Only lines holding "outline" are needed; copy each of them from the data below.

Entries taken from a collection

****

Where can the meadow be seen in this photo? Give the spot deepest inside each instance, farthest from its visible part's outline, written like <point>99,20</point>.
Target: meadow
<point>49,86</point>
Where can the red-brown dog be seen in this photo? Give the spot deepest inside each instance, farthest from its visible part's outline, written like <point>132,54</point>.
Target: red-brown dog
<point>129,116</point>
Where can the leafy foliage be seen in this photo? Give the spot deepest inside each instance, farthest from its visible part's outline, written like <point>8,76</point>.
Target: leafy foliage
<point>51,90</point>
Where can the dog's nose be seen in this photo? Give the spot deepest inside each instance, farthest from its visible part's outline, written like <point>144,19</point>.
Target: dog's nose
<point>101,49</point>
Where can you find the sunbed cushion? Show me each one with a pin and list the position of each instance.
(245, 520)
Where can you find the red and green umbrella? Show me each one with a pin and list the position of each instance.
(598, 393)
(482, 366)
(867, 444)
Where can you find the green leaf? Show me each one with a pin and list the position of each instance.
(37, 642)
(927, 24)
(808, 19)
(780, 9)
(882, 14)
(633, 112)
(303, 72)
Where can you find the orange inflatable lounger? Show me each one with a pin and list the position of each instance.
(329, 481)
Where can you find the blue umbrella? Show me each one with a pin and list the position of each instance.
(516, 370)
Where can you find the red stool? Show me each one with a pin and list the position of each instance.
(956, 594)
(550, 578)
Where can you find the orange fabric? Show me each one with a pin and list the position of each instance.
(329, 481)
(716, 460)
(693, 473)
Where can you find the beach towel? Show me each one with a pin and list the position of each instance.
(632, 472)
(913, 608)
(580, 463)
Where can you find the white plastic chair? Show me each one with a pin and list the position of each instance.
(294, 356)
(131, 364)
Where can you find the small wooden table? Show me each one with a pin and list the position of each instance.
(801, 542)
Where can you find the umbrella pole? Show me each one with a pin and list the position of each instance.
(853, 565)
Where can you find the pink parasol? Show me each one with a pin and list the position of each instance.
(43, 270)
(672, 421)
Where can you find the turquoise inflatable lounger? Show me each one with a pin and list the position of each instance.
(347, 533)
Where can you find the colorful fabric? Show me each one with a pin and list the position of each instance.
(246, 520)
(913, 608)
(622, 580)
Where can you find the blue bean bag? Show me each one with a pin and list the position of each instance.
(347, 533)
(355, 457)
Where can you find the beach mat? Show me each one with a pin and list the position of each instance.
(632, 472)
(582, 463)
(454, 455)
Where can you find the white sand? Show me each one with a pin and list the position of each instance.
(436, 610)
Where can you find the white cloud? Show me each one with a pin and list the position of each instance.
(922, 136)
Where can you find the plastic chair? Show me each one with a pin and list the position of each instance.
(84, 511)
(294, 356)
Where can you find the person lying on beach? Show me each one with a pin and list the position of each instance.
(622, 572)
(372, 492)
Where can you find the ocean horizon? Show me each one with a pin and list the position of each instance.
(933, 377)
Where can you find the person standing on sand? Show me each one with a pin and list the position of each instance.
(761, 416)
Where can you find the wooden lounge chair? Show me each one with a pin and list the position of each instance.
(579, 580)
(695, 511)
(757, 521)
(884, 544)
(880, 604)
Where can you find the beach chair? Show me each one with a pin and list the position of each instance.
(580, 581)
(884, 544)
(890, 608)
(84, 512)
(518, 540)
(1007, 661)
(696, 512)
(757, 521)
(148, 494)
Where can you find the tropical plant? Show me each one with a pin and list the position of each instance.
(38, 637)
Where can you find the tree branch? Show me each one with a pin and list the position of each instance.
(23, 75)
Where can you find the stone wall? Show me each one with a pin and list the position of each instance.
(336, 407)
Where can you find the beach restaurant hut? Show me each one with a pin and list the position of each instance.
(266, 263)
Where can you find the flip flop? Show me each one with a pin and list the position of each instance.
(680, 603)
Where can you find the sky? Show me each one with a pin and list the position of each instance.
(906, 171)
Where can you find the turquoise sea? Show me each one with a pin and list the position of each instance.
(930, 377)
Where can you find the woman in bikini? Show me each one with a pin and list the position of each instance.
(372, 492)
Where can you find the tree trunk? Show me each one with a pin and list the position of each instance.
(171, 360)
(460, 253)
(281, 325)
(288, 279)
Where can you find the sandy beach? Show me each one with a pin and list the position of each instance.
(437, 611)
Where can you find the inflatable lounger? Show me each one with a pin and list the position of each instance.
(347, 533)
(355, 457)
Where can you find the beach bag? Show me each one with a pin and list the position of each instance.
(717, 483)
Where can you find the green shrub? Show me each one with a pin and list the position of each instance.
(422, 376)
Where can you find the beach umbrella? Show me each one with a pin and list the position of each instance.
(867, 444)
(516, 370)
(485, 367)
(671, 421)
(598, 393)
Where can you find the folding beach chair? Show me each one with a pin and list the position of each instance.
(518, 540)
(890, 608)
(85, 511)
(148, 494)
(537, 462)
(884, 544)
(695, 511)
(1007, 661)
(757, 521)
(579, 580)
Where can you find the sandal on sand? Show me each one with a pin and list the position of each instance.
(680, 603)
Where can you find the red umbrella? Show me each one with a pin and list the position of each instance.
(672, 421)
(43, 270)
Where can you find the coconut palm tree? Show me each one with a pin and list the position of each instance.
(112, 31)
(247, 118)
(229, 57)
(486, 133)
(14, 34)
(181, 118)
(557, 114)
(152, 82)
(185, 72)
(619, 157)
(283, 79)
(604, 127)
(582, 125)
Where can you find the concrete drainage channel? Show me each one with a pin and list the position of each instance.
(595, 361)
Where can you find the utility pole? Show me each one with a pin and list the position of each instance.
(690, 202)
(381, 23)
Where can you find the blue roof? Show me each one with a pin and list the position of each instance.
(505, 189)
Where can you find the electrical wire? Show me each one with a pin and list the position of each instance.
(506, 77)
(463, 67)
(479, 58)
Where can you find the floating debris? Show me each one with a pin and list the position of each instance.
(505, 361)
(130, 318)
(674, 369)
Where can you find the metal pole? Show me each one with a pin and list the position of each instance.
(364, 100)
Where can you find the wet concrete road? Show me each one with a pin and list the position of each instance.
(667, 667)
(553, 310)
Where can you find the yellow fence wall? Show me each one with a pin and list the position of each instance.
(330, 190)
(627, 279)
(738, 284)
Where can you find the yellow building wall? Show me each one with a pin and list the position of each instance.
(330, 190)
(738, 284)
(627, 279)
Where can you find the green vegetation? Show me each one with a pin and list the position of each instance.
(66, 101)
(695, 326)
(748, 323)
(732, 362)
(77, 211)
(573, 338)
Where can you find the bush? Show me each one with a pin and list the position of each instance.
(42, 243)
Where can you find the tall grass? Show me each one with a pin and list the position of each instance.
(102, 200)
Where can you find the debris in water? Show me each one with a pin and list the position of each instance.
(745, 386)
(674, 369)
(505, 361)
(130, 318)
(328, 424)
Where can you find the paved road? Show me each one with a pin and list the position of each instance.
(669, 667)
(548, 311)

****

TASK ANSWER
Where can the meadow be seen in this photo? Give the spot deepest inside each instance, farthest from its visible part's outline, written like <point>99,20</point>.
Where can the red-brown dog be seen in this photo? Give the spot deepest inside each instance, farthest from its visible part's outline, written like <point>132,54</point>.
Where can the leafy foliage be seen in this photo? Give the spot deepest inside each instance, farthest from its visible part's outline, written like <point>8,76</point>.
Where can the dog's nose be seen in this photo? Give the spot deepest inside each instance, farthest from its visible part's outline, written like <point>144,19</point>.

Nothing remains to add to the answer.